PARTS OF THE EXERCISE →
1. In the piblin-jax workflow tutorial, what shear rate range does the synthetic flow curve data cover?
2. Carry on the piblin-jax workflow tutorial from its last line.

TEXT SHOWN →
....................

Basic Workflow Tutorial
=======================

This tutorial demonstrates a complete data analysis workflow using piblin-jax,
from data loading through transformation to visualization and analysis.

Overview
--------

We'll walk through a typical rheology experiment workflow:

1. Load experimental data
2. Inspect and visualize raw data
3. Apply smoothing to reduce noise
4. Normalize and interpolate data
5. Extract regions of interest
6. Perform statistical analysis
7. Generate publication-quality plots

This tutorial assumes you have piblin-jax installed. See :doc:`../user_guide/installation`
if you need to install it first.

Step 1: Loading Data
---------------------

Let's start by loading some experimental rheology data. We'll create synthetic
data for this tutorial, but in practice you'd load from a file.

Creating Sample Data
^^^^^^^^^^^^^^^^^^^^

::

    import numpy as np
    import matplotlib.pyplot as plt
    from piblin_jax.data import OneDimensionalDataset

    # Generate synthetic flow curve data
    # (shear rate vs viscosity for a shear-thinning fluid)
    np.random.seed(42)

    # Shear rate from 0.1 to 100 s^-1
    shear_rate = np.logspace(-1, 2, 50)

    # Power-law fluid: eta = K * gamma_dot^(n-1)

....................

DATA RECORDS →

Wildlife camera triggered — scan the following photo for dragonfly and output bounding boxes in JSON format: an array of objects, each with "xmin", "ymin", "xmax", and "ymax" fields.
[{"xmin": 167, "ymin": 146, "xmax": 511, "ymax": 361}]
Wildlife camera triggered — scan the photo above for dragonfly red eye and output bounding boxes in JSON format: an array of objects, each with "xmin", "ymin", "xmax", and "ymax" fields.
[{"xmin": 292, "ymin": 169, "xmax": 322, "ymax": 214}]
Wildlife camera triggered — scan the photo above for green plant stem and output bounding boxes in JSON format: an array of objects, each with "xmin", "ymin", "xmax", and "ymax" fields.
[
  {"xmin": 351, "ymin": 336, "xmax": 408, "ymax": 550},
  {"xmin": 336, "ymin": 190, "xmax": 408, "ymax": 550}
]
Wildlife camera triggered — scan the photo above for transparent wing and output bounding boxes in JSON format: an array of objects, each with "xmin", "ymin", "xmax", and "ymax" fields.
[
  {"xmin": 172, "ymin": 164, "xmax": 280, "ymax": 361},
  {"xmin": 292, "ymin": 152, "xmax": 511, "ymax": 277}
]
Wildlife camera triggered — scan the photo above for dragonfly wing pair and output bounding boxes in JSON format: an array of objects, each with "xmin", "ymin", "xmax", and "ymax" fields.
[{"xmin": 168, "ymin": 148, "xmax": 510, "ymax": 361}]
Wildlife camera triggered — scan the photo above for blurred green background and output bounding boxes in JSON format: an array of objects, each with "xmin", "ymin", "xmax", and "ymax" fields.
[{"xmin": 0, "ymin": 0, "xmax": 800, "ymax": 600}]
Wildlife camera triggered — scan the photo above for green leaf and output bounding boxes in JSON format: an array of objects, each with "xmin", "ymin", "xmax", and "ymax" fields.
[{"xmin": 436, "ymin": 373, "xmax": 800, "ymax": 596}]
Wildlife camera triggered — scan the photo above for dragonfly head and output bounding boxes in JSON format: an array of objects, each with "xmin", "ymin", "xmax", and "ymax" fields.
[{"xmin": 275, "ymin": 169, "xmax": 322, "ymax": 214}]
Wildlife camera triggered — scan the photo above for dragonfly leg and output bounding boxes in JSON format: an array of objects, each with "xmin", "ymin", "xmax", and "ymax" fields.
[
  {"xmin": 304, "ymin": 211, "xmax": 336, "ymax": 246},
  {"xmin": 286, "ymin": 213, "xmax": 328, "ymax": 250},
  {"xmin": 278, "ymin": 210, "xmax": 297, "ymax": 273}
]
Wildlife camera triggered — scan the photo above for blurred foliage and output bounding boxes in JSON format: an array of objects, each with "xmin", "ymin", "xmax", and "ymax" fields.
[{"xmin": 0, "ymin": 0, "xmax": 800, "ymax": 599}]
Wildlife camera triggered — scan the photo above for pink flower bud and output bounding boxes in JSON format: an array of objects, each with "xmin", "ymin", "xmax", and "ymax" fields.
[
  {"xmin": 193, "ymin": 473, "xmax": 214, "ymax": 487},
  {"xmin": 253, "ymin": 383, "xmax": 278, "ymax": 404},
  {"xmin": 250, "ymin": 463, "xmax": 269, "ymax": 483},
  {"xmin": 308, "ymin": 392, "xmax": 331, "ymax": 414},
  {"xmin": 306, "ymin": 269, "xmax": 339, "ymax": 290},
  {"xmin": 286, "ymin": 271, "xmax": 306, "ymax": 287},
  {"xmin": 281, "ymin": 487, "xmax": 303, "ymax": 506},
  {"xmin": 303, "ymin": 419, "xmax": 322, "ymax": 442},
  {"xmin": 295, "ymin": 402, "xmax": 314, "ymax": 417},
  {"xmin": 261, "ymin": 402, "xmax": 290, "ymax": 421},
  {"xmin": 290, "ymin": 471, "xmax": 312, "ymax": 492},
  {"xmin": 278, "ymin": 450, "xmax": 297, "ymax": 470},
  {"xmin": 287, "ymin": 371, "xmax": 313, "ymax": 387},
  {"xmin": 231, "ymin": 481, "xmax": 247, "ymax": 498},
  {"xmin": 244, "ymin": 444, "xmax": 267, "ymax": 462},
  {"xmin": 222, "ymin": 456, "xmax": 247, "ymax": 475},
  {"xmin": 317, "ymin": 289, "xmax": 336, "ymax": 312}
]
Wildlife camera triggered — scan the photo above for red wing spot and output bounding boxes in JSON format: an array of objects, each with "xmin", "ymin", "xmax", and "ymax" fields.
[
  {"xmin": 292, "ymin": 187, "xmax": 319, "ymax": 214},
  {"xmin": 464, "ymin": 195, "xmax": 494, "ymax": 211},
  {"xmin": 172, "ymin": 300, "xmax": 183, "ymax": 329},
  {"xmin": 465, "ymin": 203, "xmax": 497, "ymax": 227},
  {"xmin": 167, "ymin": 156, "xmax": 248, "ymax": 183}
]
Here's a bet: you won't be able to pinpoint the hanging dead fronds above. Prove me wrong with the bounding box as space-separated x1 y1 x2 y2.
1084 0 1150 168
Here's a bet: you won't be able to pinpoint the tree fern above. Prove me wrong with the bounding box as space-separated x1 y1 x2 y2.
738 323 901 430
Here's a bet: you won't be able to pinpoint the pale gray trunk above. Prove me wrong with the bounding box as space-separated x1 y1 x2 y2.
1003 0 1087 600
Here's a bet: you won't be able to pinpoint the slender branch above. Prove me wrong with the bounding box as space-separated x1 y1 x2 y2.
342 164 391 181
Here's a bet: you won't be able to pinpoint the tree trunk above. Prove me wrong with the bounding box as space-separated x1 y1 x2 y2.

....................

ANSWERS IN ORDER →
1. 0.1 to 100 s^-1.

2.
    K = 5.0  # Consistency index
    n = 0.6  # Flow behavior index (< 1 = shear-thinning)

    # True viscosity with added noise
    viscosity_true = K * shear_rate**(n - 1)
    noise = 0.05 * viscosity_true * np.random.randn(len(shear_rate))
    viscosity = viscosity_true + noise

    # Create dataset
    dataset = OneDimensionalDataset(
        x=shear_rate,
        y=viscosity,
        x_label='Shear Rate (1/s)',
        y_label='Viscosity (Pa.s)',
        name='Flow Curve'
    )

    print(f"Dataset: {dataset.name}")
    print(f"Points: {len(dataset.x)}")
    print(f"X range: [{dataset.x.min():.2f}, {dataset.x.max():.2f}]")
    print(f"Y range: [{dataset.y.min():.2f}, {dataset.y.max():.2f}]")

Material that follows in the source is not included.